● Set problem: Write out again, word for word, everything from the start of the rows down to the line containing "Could you please", but skip the pictures.

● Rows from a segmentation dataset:
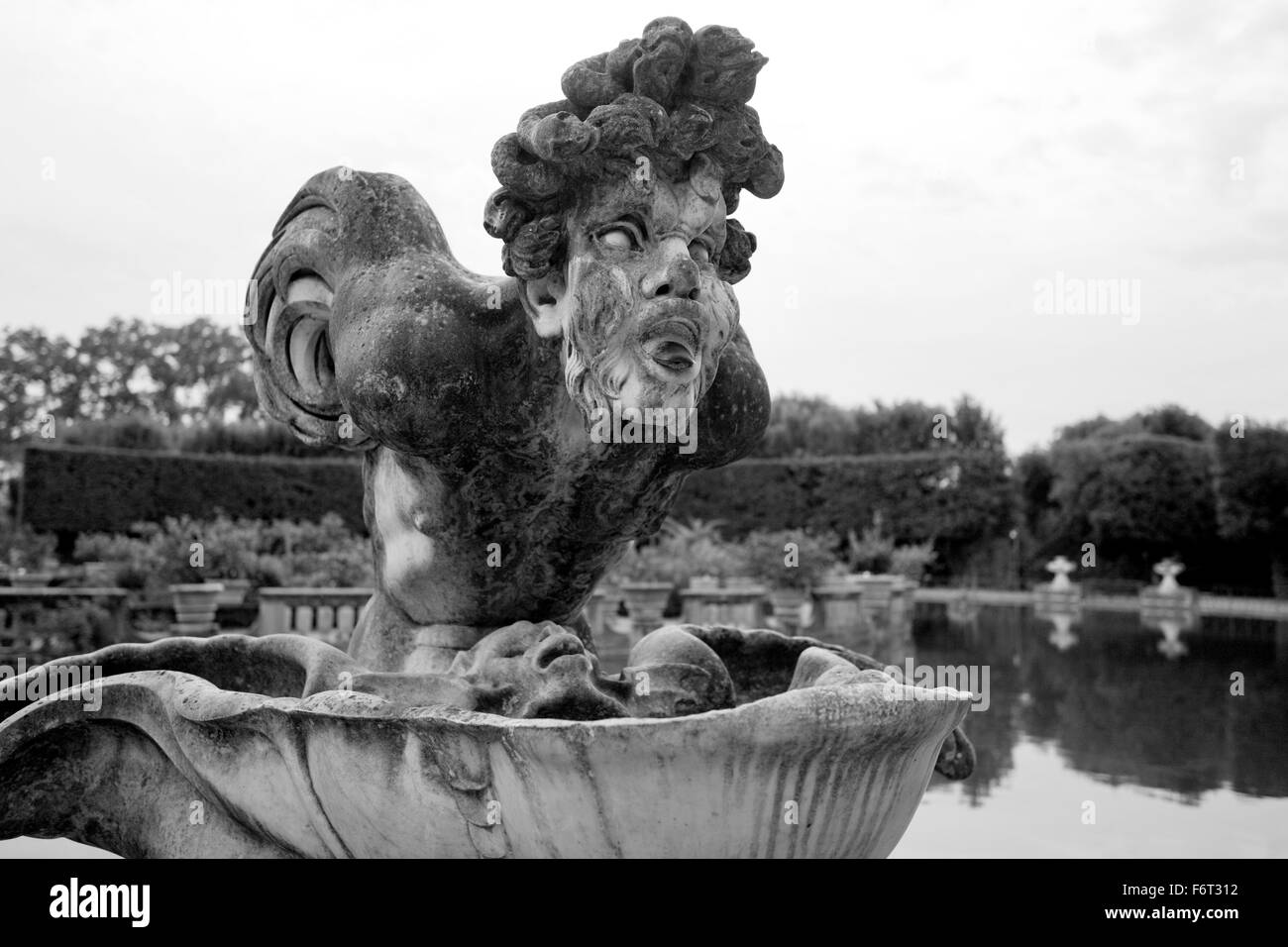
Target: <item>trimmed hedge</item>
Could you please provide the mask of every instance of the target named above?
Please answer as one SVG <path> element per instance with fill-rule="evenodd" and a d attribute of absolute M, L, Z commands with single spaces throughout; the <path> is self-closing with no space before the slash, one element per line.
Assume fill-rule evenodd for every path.
<path fill-rule="evenodd" d="M 720 519 L 724 532 L 862 531 L 880 512 L 900 542 L 960 548 L 1005 533 L 1012 499 L 1006 457 L 926 451 L 859 457 L 743 460 L 690 475 L 672 515 Z"/>
<path fill-rule="evenodd" d="M 362 463 L 28 446 L 22 519 L 36 530 L 124 532 L 165 517 L 362 523 Z"/>
<path fill-rule="evenodd" d="M 84 447 L 26 450 L 23 521 L 58 532 L 124 532 L 165 517 L 317 519 L 362 531 L 361 461 L 184 455 Z M 862 531 L 880 512 L 896 540 L 935 539 L 951 564 L 1011 522 L 1006 459 L 934 451 L 743 460 L 690 475 L 672 515 L 752 530 Z"/>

● Answer below:
Target: <item>trimmed hedge</item>
Could you please provide the mask of every instance of the target named above?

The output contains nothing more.